• 任务:
请数一数下面的记录中有多少行含有字符串“blue”，只回答这个数字。

━━━━━━━━━━

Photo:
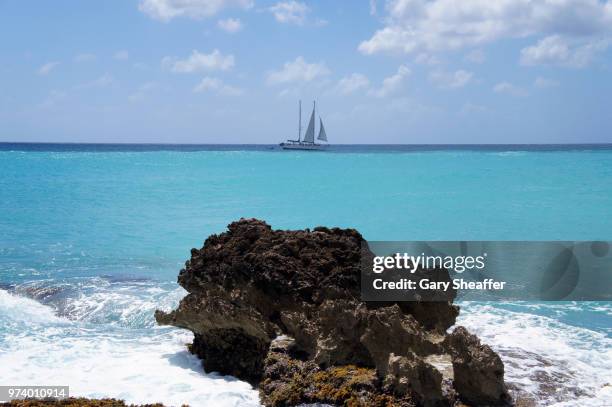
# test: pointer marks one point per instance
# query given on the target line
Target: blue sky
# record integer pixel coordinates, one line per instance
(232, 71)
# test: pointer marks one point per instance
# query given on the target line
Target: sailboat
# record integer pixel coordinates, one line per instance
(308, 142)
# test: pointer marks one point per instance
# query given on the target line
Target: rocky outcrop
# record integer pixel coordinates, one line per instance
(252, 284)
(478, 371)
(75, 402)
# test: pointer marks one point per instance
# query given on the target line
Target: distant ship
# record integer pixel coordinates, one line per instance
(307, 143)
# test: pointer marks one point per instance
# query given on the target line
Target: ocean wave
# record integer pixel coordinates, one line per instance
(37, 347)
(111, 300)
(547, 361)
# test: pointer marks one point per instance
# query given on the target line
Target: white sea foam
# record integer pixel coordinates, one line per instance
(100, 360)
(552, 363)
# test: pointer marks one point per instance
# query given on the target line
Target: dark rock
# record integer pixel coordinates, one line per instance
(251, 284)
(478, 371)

━━━━━━━━━━

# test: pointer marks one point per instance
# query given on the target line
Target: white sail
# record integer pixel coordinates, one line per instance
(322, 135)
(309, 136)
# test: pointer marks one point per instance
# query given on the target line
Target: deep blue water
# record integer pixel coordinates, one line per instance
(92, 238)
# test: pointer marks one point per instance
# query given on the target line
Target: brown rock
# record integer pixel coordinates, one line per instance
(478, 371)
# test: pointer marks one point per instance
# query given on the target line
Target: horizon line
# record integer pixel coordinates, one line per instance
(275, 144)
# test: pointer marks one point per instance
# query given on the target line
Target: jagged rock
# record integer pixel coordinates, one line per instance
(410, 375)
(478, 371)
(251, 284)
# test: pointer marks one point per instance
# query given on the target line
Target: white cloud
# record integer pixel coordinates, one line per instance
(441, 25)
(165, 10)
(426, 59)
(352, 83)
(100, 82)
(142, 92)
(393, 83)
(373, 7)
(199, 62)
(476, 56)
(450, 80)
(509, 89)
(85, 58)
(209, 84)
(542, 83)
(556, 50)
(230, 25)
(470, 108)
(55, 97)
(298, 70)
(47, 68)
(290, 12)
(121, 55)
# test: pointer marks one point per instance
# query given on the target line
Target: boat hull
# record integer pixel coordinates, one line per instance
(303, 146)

━━━━━━━━━━

• 输出结果:
2